Taschen has fine books on Matisse’s paintings, depicting a broad range of the finest works, and with brief biographical insight.

There are also several new books on the ‘cut-outs’, with recent exhibitions in London sparking renewed interest.


"In modern art, it is undoubtedly to Cézanne that I owe the most." —Henri Matisse

About the Fine Arts Museums of San Francisco

The Fine Arts Museums of San Francisco, comprising the de Young in Golden Gate Park and the Legion of Honor in Lincoln Park is the largest public arts institution in San Francisco.

The Legion of Honor, San Francisco

The de Young originated from the 1894 California Midwinter International Exposition and became the Memorial Museum. Thirty years later, it was renamed in honor of Michael H. de Young, a longtime champion of the museum. The present copper-clad, landmark building, designed by Herzog and de Meuron, opened in October 2005. It showcases the institution’s significant collections of American painting, sculpture, and decorative arts from the 17th to the 21st centuries; art from Africa, Oceania, and the Americas; costume and textile arts; and international contemporary art.

__________________________________________________

→ **TASKS**:
1. In the source passage, who designed the present de Young building?
2. Repeat part of the source passage word for word, starting at "The de Young originated" and ending at "international contemporary art.".

→ **ENTRIES SUPPLIED**:
__________________________________________________

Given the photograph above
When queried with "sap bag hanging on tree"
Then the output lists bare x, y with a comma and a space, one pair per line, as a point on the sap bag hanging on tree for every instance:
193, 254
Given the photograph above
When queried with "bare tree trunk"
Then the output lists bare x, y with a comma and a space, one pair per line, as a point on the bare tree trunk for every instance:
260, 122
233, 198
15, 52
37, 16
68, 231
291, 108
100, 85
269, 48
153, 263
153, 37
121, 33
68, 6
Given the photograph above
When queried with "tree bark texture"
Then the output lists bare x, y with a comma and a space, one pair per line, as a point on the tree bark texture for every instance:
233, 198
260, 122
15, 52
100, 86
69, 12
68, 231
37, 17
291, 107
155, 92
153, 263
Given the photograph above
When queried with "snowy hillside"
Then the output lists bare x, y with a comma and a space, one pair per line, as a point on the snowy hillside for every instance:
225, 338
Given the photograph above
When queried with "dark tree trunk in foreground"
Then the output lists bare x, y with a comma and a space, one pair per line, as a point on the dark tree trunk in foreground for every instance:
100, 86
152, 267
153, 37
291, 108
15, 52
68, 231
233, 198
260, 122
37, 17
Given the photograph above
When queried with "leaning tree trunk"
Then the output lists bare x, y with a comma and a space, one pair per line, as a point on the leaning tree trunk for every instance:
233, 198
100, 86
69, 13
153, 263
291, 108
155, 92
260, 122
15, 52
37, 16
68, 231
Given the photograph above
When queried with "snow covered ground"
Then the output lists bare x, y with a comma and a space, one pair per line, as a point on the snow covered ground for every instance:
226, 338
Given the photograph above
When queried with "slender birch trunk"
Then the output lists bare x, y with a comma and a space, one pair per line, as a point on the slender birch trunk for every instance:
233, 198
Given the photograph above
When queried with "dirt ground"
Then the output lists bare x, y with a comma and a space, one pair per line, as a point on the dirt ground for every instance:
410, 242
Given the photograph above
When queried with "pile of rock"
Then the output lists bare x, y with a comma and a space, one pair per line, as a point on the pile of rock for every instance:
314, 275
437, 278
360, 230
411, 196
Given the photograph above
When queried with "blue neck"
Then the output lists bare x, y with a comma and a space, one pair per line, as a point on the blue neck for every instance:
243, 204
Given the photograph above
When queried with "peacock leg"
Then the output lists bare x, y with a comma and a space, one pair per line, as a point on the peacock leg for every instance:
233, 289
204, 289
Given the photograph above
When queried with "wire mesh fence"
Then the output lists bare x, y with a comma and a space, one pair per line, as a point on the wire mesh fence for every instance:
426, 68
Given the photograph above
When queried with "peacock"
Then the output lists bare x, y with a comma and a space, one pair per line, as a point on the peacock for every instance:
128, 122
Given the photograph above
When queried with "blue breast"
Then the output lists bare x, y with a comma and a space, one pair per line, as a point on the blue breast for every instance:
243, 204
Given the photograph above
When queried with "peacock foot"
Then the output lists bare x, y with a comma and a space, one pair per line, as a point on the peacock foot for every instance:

__________________________________________________

→ **ANSWERS TO EACH TASK**:
1. Herzog and de Meuron

2.
The de Young originated from the 1894 California Midwinter International Exposition and became the Memorial Museum. Thirty years later, it was renamed in honor of Michael H. de Young, a longtime champion of the museum. The present copper-clad, landmark building, designed by Herzog and de Meuron, opened in October 2005. It showcases the institution’s significant collections of American painting, sculpture, and decorative arts from the 17th to the 21st centuries; art from Africa, Oceania, and the Americas; costume and textile arts; and international contemporary art.